— begin Page extract —

DOM Archaeology: Vibe Coding on a Legacy PHP Codebase

Q: Does DOM archaeology work on JavaScript-rendered SPAs?

Partially. The inline script and Schema.org layers still work because those are in the initial HTML. But CSS class selectors won't have data until the JS runs. For SPAs you'd need to wait for rendering to complete, or intercept the XHR/fetch calls the app makes to its own API, which is actually a cleaner approach for those architectures.

Q: How do you handle CSS class names changing after a redesign?

Build fallback chains. Use doc.querySelector('.new-class, .old-class, [data-field]') with multiple selectors. Always include Schema.org as your last fallback. And if you're building something production-grade, add monitoring that alerts you when your selectors stop returning data.

Q: Is the CSRF token from an inline script safe to use?

It's the same token the page's own JavaScript uses. It's tied to the current session and expires when the session does. Re-fetch the page before write operations to get a fresh token. You're not exploiting anything, you're using it exactly as the frontend developers intended it to be used.

Q: What if there's no Schema.org markup on the page?

Fall back to Open Graph meta tags: document.querySelector('meta[property="og:title"]')?.content. Most platforms implement at least basic OG tags for social sharing previews. After that, check for Twitter Card meta tags. Between OG and Schema.org, one of them is almost always present.

The easiest API to work with is one that was never meant to exist.

I was integrating with a platform last month. Millions of users, real product, years of traction. I needed basic profile data: name, bio, avatar, social links. The kind of thing any API returns in 200ms.

— end Page extract —

**Set exercise**
List every kind of basic profile data that the page on DOM archaeology above says was needed for the platform integration.

— begin Given entries —

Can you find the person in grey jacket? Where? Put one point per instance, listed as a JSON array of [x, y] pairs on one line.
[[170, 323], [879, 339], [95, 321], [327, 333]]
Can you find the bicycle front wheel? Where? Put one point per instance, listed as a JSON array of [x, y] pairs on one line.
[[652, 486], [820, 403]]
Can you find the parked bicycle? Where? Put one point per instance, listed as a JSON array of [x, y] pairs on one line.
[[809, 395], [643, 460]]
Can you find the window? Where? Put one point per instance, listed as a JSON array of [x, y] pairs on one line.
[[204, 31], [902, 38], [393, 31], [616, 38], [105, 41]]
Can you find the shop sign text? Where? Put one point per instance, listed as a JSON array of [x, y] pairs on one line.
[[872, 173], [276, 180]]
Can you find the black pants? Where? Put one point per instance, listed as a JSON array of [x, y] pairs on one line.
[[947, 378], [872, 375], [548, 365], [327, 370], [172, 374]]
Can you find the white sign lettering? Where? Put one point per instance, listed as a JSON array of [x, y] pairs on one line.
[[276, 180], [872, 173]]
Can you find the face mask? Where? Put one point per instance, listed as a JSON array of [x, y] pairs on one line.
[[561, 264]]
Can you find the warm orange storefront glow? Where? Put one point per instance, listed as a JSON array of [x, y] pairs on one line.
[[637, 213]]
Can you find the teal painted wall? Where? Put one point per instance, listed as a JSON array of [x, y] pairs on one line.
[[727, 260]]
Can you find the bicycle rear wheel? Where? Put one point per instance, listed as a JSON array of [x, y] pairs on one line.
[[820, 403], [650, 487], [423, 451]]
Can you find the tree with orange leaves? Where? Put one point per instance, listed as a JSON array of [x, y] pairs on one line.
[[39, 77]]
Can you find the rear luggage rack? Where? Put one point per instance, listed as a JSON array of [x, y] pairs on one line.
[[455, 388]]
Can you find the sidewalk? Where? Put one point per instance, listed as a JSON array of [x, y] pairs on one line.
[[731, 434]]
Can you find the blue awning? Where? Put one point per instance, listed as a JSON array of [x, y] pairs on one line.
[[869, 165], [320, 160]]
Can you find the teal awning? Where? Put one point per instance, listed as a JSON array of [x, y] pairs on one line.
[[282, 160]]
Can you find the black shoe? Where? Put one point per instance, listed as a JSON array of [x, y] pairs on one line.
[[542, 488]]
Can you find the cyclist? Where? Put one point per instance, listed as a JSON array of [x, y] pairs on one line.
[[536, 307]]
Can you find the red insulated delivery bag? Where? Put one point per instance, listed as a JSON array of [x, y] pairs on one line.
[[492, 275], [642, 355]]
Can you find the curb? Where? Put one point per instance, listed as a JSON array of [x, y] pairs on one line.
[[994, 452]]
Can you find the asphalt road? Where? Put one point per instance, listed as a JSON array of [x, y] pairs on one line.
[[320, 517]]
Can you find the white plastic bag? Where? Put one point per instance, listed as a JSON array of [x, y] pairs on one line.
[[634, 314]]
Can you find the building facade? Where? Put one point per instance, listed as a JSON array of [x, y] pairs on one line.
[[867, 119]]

— end Given entries —
— begin Given entries —

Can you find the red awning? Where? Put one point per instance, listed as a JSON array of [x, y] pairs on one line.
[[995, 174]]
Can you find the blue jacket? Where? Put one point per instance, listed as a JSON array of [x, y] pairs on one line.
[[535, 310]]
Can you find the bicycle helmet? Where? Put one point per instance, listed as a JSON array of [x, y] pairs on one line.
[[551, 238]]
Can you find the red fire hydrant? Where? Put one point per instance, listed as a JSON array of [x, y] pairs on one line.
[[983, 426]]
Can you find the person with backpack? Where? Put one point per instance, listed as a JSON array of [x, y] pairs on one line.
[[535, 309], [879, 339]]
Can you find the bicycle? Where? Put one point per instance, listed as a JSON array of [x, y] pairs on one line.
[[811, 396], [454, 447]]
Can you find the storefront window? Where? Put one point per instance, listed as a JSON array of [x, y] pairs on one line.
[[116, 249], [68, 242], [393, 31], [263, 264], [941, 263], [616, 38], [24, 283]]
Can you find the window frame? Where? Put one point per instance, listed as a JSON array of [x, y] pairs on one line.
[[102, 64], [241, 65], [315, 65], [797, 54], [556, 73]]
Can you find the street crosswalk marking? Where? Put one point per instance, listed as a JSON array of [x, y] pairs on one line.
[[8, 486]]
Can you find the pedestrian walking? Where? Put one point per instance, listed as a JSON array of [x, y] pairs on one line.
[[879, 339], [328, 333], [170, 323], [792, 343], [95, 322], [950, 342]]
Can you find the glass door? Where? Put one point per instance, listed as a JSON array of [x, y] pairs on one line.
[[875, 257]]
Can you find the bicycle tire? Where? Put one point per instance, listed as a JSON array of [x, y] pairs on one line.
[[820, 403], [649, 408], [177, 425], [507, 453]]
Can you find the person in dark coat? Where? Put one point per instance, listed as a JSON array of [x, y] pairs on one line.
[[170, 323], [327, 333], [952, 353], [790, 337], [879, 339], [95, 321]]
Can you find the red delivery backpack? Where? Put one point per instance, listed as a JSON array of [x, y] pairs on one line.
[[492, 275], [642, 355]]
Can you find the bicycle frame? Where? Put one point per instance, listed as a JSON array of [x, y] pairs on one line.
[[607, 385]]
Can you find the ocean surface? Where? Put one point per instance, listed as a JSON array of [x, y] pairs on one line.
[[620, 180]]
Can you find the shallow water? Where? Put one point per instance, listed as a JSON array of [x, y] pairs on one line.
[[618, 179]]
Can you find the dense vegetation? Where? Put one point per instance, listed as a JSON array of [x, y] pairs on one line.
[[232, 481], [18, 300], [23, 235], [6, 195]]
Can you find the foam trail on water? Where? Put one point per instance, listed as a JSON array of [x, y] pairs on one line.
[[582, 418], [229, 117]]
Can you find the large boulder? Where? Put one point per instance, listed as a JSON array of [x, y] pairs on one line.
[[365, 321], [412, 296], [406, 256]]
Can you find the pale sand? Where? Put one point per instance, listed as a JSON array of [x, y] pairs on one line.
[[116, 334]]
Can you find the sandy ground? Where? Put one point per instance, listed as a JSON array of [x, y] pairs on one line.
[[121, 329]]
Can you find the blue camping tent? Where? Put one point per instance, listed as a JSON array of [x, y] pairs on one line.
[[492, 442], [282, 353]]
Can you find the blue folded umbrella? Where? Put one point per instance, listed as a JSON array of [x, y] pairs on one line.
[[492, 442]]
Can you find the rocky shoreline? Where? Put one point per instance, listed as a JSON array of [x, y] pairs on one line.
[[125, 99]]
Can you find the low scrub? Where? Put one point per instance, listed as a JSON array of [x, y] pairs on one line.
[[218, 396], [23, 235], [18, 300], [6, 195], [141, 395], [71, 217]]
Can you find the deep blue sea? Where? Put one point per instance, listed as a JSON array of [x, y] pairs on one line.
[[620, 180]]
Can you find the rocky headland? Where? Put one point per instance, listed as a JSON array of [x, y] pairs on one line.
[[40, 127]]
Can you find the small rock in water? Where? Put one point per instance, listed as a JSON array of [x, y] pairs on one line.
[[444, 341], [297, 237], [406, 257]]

— end Given entries —

**Answer to the task**
name, bio, avatar, social links